* _STATED GOAL_:
Below is a block of records; repeat each one exactly.

* _SUPPLIED INFORMATION_:

--

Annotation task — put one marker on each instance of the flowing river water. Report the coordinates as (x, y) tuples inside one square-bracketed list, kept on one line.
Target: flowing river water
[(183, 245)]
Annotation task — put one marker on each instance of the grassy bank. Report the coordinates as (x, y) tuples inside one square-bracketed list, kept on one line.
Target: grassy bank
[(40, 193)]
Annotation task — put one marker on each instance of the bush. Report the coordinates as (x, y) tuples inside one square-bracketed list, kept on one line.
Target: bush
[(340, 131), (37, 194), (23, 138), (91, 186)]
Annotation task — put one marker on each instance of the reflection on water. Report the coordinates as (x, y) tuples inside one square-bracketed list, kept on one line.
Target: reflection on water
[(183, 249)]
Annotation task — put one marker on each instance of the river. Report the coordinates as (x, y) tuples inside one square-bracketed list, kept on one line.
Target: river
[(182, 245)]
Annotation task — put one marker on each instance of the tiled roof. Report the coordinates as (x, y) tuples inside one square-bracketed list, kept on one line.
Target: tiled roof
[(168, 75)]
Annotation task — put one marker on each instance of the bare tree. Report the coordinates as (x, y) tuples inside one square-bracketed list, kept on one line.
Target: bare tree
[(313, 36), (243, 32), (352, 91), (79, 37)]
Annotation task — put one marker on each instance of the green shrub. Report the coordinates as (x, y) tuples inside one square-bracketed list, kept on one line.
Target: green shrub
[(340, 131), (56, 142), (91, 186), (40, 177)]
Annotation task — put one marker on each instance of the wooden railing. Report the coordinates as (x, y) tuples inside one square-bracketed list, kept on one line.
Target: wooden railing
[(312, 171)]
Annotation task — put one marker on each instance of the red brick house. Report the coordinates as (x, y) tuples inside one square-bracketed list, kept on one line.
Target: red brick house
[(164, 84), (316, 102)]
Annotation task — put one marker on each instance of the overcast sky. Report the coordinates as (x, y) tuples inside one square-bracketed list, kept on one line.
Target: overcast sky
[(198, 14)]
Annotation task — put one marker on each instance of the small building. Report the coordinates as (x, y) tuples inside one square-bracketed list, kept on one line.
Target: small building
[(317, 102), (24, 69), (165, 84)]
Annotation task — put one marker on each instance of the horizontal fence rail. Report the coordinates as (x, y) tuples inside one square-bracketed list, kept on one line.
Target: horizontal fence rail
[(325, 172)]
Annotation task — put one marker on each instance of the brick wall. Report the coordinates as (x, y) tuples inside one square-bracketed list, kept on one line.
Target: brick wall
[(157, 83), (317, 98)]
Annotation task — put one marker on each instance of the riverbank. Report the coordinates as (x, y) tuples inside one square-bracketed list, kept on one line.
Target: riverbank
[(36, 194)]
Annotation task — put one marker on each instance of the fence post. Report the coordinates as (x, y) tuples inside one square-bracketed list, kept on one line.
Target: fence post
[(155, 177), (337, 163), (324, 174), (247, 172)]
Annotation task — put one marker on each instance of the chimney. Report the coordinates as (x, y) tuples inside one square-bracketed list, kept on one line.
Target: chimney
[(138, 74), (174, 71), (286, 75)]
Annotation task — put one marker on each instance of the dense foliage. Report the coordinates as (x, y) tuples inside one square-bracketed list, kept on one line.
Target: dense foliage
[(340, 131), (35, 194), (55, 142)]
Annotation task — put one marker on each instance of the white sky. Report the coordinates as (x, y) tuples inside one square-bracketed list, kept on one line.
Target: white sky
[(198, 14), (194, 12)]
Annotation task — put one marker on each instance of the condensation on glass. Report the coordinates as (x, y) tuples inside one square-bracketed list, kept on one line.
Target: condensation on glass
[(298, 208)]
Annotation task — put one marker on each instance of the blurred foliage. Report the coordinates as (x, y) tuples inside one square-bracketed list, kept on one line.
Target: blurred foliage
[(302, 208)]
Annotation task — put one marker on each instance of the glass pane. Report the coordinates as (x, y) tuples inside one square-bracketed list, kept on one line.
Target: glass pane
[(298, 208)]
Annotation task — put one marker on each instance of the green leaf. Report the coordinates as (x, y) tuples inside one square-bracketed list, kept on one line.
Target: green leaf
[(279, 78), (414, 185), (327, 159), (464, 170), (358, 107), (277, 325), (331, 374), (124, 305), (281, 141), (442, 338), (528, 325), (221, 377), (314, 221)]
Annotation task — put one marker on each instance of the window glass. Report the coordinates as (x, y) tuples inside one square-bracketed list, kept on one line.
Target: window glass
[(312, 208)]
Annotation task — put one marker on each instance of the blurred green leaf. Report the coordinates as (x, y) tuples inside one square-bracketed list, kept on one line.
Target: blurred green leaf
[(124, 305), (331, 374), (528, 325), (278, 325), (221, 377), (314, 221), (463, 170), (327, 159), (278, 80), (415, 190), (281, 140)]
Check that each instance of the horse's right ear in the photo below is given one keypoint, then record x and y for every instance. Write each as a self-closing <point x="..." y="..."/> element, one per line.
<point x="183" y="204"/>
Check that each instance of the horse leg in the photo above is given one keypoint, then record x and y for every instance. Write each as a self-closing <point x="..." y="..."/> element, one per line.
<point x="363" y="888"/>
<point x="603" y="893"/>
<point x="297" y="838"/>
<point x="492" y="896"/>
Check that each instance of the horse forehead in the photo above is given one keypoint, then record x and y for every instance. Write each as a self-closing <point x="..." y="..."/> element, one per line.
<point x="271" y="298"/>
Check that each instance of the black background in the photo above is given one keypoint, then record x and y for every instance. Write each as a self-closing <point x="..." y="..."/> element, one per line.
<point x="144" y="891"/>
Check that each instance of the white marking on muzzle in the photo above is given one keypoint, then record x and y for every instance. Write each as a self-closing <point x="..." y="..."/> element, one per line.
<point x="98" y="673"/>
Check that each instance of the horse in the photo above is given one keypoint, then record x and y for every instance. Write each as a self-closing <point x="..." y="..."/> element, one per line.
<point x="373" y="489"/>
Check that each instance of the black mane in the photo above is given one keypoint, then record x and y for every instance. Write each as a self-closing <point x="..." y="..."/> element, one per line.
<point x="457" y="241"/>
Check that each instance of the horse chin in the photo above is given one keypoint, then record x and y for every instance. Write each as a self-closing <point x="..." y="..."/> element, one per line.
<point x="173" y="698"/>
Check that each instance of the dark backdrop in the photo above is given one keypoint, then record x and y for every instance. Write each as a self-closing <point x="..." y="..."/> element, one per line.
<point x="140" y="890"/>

--

* _SOLUTION_:
Annotation task — put one marker on each instance of the flowing river water. Report the coordinates as (x, y) tuples inside one square-bracketed list, kept on one line.
Target: flowing river water
[(183, 245)]
Annotation task — put one marker on each instance of the grassy bank. Report the coordinates as (x, y) tuples inside one square-bracketed list, kept on one line.
Target: grassy bank
[(40, 193)]
Annotation task — put one marker on each instance of the bush. Report the coordinates as (x, y) tuples inside one square-bracketed list, kept on one line.
Target: bush
[(340, 131), (37, 194), (23, 138), (91, 186)]
Annotation task — put one marker on each instance of the reflection on water. Report the coordinates as (x, y) tuples inside one square-bracketed list, kept on one line.
Target: reflection on water
[(183, 249)]
Annotation task — put one marker on each instance of the river. Report the coordinates as (x, y) tuples inside one square-bracketed list, kept on one line.
Target: river
[(182, 245)]
Annotation task — put one marker on each instance of the tiled roof. Report the coordinates as (x, y) tuples inside one square-bracketed list, kept on one line.
Target: tiled roof
[(168, 75)]
Annotation task — put one marker on each instance of the bare tree. Report the coordinates as (x, y) tuples inside one square-bracketed list, kept on one line.
Target: bare tree
[(313, 36), (243, 32), (352, 91), (79, 37)]
Annotation task — put one marker on each instance of the green shrub. Report the coordinates as (x, y) tuples inside one square-bracketed list, kept on one line.
Target: green shrub
[(340, 131), (56, 142), (91, 186), (40, 177)]
Annotation task — put one marker on each instance of the wooden railing. Report the coordinates as (x, y) tuples inside one square-bracketed list, kept on one line.
Target: wooden railing
[(312, 171)]
Annotation task — put one marker on each instance of the red brick house. Report the coordinates as (x, y) tuples inside one square-bracketed list, kept on one line.
Target: red brick house
[(164, 84), (316, 102)]
Annotation task — put one marker on each instance of the overcast sky. Report the coordinates as (x, y) tuples inside one square-bracketed list, kept on one line.
Target: overcast sky
[(198, 14)]
Annotation task — put one marker on each instance of the small building. Report the coordinates as (x, y) tuples inside one square-bracketed list, kept on one line.
Target: small building
[(317, 102), (24, 69), (165, 84)]
Annotation task — put one marker on each instance of the horizontal fence rail. Report the coordinates as (x, y) tuples inside one square-bracketed list, kept on one line.
Target: horizontal fence rail
[(325, 172)]
Annotation task — put one marker on each instance of the brick wall. Report the coordinates as (x, y) tuples inside one square-bracketed list, kept on one line.
Target: brick wall
[(157, 83), (317, 98)]
Annotation task — put one marker on each instance of the riverbank. Report the coordinates as (x, y) tuples inside one square-bracketed list, kept on one line.
Target: riverbank
[(36, 194)]
Annotation task — put one marker on each instance of the fence post. Report the coordinates as (x, y) tuples inside one square-bracketed list, kept on one line.
Target: fence post
[(155, 177), (337, 163), (324, 174), (247, 172)]
Annotation task — put one marker on each instance of the chimney. Report the coordinates as (x, y) tuples inside one square-bracketed list, kept on one line.
Target: chimney
[(138, 74), (174, 71), (286, 75)]
Annotation task — put one marker on each instance of the dense foliage. Report the coordinates as (x, y) tuples inside one square-bracketed list, kept on one line.
Target: dense foliage
[(340, 131), (35, 194), (55, 142)]
Annotation task — put one marker on each instance of the white sky. Report the coordinates as (x, y) tuples inside one square-bracketed list, kept on one line.
Target: white sky
[(198, 14), (194, 12)]
Annotation task — put one marker on each instance of the condensation on glass. Report the coordinates as (x, y) tuples inside one square-bracketed list, kept on one line.
Target: condensation on glass
[(298, 208)]
Annotation task — put one marker on each instance of the blurred foliage. Report the coordinates as (x, y) tuples inside one square-bracketed list, kept on one line.
Target: blurred foliage
[(302, 208)]
Annotation task — put one marker on each instance of the glass pane. Report the coordinates as (x, y) tuples inside one square-bracketed list, kept on one line.
Target: glass pane
[(298, 208)]
Annotation task — put one marker on each instance of the green leaf. Report the coordinates as (x, y) tuples inside one square-bracketed list, kept on one line.
Target: green leaf
[(279, 78), (414, 185), (327, 159), (464, 170), (358, 107), (277, 325), (331, 374), (124, 305), (281, 141), (442, 338), (528, 325), (221, 377), (314, 221)]
Annotation task — put one marker on each instance of the window glass. Report the coordinates as (x, y) tuples inside one square-bracketed list, kept on one line.
Target: window glass
[(312, 208)]
Annotation task — put one marker on each instance of the blurred green leaf. Report the coordinates as (x, y) tuples inside one square-bracketed list, kept on one line.
Target: blurred green leaf
[(124, 305), (331, 374), (528, 325), (278, 325), (221, 377), (314, 221), (463, 170), (327, 159), (278, 80), (415, 190), (281, 140)]
Check that each instance of the horse's right ear in the photo below is given one keypoint, then record x and y for every instance. Write each as a self-closing <point x="..." y="..."/> element, one per line.
<point x="183" y="204"/>
Check that each instance of the horse leg in the photo above is given one keypoint, then record x and y for every instance. Write each as a self-closing <point x="..." y="..."/> element, one per line.
<point x="363" y="888"/>
<point x="603" y="893"/>
<point x="297" y="838"/>
<point x="492" y="896"/>
Check that each instance of the horse forehead in the photo above is given one keypoint, then record x and y for every instance. Write each as a self-closing <point x="..." y="..."/> element, one per line.
<point x="271" y="298"/>
Check that each instance of the black background in the photo above is given one keypoint, then record x and y for every instance. Write each as a self-closing <point x="..." y="..."/> element, one per line.
<point x="144" y="891"/>
Check that each instance of the white marking on muzzle in the photo above is given one keypoint, then record x and y for every instance. Write each as a self-closing <point x="..." y="..."/> element, one per line.
<point x="98" y="673"/>
Check that each instance of the horse in the photo above is given one keypoint, then record x and y for every instance. Write each as a self-closing <point x="..." y="..."/> element, one per line.
<point x="373" y="489"/>
Check that each instance of the black mane in the photo above is given one keypoint, then record x and y for every instance. Write each as a self-closing <point x="..." y="..."/> element, one per line.
<point x="457" y="241"/>
Check that each instance of the horse chin in the photo above is given one keypoint, then record x and y for every instance. Write each as a self-closing <point x="..." y="..."/> element, one per line.
<point x="173" y="698"/>
Check that each instance of the dark backdrop in the photo above is given one keypoint, then record x and y for every instance. Write each as a self-closing <point x="..." y="..."/> element, one per line.
<point x="140" y="890"/>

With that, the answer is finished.